● What is expected: Work out how many lines in the listing below carry the word "rock". Give that number alone.

● Source data:
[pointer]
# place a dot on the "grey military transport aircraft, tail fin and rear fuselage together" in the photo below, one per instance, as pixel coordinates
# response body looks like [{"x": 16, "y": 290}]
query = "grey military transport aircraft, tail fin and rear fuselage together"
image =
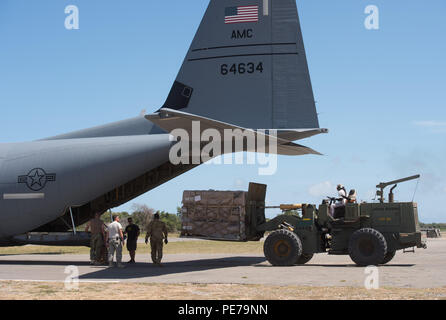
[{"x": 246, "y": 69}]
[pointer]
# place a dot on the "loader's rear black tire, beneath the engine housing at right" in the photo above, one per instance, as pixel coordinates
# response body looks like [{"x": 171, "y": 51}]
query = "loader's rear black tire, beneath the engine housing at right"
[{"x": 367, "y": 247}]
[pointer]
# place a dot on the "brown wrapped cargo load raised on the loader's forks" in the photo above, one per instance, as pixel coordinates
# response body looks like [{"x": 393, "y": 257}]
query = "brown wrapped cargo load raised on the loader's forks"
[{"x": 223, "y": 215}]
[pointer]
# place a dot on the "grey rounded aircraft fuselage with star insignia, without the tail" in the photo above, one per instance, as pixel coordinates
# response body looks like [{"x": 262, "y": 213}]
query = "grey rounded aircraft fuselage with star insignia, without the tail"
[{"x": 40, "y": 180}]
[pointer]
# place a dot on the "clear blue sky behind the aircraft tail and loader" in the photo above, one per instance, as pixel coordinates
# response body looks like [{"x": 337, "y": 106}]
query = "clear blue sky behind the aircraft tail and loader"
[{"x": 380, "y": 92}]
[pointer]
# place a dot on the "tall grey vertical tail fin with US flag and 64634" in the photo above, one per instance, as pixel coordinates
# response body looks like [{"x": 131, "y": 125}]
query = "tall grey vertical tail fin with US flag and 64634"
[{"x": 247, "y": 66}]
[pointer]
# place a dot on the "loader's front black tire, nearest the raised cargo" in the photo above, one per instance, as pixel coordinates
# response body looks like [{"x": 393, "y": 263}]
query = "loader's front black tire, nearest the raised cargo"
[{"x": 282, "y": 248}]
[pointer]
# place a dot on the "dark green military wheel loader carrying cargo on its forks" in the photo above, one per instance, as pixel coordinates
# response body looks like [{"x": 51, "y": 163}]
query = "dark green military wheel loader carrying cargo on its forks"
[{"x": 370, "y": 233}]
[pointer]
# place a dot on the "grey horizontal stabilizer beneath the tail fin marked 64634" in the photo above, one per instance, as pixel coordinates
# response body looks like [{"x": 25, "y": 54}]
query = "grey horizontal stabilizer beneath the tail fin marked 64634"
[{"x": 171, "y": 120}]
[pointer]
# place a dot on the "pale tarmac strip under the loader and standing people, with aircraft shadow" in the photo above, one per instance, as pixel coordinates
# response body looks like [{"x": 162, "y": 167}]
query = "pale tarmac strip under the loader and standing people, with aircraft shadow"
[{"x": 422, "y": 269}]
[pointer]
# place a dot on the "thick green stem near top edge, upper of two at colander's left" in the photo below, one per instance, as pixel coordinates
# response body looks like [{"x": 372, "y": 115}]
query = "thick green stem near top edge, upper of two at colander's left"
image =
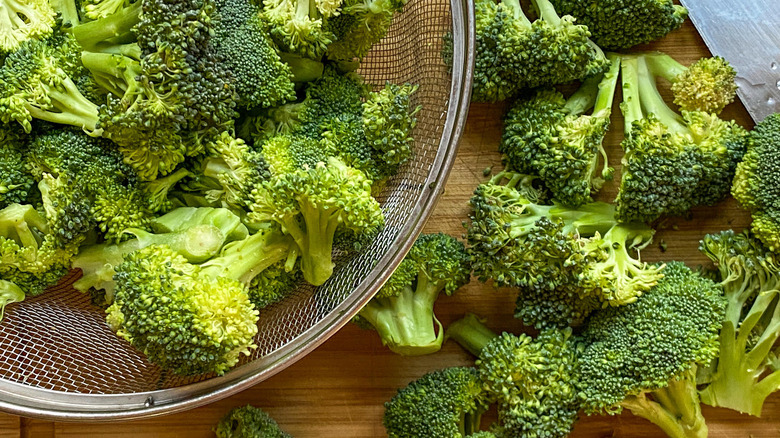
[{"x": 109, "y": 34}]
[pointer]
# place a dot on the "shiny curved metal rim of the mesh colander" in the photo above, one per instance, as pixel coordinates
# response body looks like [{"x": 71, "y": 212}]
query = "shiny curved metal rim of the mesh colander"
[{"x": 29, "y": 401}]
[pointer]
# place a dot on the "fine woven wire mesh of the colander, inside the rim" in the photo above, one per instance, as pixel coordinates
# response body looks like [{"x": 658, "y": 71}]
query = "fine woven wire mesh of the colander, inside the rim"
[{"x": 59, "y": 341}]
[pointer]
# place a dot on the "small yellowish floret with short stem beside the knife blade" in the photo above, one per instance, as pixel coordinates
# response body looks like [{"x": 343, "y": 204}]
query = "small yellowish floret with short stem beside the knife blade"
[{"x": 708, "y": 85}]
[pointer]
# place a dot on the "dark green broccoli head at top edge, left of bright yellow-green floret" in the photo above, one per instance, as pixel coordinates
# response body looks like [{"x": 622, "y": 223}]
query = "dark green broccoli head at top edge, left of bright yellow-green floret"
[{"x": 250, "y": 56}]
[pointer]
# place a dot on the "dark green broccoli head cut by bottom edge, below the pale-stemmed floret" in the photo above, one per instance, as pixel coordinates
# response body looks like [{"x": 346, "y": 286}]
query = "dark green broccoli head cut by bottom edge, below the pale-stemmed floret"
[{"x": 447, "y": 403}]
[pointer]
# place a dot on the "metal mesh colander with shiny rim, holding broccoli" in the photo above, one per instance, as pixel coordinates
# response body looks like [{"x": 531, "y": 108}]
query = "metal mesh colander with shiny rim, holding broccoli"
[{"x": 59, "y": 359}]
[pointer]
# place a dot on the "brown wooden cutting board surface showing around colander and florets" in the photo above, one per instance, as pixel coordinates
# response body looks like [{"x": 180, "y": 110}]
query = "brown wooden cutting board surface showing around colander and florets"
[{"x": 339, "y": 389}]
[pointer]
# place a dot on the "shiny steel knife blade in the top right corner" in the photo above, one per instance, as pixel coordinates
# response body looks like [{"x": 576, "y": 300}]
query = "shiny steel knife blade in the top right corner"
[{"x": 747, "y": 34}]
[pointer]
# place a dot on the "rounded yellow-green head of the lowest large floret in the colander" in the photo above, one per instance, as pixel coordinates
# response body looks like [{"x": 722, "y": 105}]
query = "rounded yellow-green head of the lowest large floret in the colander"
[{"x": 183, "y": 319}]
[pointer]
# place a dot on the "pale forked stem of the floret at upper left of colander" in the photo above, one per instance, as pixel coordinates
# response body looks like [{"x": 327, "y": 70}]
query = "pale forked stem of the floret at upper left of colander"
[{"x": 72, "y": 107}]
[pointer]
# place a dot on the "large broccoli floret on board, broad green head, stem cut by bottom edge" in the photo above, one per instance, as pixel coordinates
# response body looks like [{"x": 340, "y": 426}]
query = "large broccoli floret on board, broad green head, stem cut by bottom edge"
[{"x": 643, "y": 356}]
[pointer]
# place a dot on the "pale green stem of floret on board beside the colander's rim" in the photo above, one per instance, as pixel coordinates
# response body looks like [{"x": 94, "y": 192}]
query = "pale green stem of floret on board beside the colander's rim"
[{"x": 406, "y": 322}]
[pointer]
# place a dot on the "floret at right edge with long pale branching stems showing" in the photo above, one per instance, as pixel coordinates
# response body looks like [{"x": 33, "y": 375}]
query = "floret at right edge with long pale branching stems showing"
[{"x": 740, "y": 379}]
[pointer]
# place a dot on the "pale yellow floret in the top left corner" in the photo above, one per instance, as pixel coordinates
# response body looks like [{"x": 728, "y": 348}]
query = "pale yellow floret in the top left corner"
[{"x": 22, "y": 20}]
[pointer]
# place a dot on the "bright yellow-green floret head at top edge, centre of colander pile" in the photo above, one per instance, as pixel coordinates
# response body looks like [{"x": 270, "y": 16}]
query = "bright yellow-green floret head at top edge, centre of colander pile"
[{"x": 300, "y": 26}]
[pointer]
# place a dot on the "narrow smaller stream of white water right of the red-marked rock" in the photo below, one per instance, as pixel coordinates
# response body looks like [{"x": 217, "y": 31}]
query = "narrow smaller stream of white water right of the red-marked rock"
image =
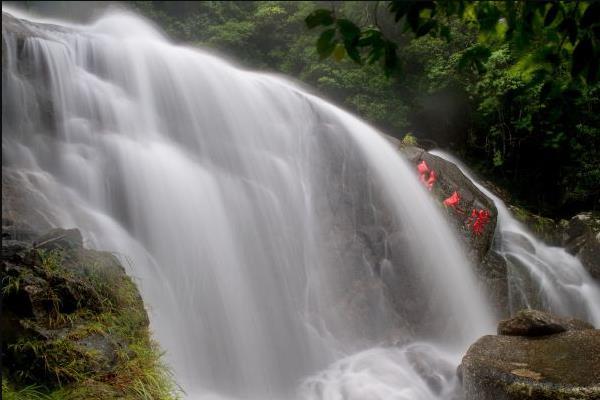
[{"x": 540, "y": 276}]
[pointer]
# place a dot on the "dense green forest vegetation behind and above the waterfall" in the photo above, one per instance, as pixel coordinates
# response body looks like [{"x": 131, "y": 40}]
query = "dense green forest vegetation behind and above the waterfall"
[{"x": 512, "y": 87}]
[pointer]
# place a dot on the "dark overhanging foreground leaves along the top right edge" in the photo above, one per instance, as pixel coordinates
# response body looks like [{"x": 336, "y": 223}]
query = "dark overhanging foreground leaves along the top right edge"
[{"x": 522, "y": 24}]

* * *

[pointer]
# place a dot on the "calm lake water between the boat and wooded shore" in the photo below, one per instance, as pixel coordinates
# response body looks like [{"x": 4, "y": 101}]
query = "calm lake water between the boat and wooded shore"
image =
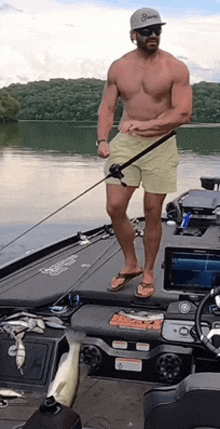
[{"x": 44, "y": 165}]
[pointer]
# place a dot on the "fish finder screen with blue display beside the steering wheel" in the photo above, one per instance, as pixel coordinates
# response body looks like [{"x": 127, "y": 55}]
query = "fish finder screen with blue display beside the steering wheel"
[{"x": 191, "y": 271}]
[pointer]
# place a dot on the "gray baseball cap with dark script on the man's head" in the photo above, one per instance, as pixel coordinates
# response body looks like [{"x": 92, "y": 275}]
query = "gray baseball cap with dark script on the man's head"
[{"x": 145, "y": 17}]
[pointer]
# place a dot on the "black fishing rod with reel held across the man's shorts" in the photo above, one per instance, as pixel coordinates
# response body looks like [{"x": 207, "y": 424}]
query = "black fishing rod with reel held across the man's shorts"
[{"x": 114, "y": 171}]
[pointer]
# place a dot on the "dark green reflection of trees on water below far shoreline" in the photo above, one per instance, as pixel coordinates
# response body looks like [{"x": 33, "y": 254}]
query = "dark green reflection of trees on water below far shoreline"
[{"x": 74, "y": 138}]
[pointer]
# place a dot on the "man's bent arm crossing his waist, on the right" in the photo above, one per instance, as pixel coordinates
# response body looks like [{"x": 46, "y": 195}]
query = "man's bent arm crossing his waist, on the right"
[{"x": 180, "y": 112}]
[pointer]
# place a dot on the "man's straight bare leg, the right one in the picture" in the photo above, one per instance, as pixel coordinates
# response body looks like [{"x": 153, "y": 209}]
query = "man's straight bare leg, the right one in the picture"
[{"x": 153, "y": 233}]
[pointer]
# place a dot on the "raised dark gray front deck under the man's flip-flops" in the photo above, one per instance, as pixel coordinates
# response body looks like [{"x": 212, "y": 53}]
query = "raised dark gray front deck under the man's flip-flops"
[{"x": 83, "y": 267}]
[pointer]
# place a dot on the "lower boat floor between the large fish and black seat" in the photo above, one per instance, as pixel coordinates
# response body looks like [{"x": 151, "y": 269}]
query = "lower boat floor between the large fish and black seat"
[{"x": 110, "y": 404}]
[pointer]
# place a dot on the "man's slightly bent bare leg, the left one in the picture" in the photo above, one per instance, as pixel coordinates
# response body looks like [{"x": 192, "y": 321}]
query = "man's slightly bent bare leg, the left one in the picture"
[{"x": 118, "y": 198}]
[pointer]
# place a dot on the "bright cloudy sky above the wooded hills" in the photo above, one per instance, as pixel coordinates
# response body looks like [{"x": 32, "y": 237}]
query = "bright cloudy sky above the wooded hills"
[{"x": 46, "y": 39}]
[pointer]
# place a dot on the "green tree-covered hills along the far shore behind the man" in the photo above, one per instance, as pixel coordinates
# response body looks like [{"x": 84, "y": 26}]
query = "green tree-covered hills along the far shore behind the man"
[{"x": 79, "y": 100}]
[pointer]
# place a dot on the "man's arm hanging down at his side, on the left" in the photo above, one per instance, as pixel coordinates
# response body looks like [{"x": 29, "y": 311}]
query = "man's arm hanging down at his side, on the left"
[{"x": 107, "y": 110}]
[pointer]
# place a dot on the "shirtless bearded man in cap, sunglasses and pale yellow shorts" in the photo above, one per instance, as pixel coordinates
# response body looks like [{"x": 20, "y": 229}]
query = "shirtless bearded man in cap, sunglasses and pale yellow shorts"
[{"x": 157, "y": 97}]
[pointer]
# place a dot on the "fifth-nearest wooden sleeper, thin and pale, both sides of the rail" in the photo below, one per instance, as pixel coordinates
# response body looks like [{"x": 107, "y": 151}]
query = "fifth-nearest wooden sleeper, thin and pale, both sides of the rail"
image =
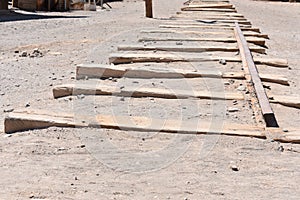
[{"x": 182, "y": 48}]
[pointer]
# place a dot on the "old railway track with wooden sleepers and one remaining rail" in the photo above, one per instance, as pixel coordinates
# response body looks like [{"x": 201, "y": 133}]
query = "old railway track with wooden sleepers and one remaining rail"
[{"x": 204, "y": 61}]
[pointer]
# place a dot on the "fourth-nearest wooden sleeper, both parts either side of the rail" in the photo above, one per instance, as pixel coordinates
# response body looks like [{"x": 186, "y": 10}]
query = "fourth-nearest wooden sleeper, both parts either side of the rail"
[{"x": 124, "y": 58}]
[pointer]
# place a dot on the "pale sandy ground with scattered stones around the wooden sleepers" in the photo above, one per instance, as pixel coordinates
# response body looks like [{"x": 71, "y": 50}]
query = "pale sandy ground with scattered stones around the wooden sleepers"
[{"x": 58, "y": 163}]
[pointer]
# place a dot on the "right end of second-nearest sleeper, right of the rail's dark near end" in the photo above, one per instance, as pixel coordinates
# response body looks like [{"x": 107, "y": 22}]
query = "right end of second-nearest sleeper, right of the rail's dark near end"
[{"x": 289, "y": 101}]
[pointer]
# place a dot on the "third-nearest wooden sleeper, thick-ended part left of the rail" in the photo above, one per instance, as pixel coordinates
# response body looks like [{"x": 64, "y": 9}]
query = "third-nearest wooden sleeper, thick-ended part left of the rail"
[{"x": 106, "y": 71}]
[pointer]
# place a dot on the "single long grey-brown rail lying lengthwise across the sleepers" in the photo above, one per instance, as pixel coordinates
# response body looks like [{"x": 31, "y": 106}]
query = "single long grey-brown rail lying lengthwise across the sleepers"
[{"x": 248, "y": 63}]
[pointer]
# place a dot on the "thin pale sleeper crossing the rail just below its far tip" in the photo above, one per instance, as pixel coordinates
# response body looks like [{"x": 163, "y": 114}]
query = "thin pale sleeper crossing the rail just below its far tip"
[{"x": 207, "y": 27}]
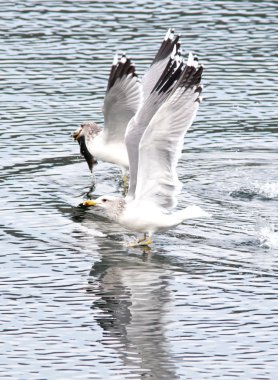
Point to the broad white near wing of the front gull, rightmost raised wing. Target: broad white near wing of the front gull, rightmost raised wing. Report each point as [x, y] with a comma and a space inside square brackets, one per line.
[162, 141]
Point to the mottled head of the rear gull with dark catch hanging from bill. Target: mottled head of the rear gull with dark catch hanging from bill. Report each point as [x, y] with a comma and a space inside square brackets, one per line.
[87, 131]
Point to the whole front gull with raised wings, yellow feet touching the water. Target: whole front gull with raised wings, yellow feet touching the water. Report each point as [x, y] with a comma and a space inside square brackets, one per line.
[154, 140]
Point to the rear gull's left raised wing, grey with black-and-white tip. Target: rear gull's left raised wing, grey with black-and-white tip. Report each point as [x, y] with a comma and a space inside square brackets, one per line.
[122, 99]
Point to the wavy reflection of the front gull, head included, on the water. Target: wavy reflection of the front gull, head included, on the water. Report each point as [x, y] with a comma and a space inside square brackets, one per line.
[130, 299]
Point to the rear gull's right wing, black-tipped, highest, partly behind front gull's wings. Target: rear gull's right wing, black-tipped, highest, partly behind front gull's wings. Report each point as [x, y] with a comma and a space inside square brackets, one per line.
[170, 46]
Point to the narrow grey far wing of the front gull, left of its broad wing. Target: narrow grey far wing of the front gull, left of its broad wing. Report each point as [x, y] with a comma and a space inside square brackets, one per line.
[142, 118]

● Your response: 2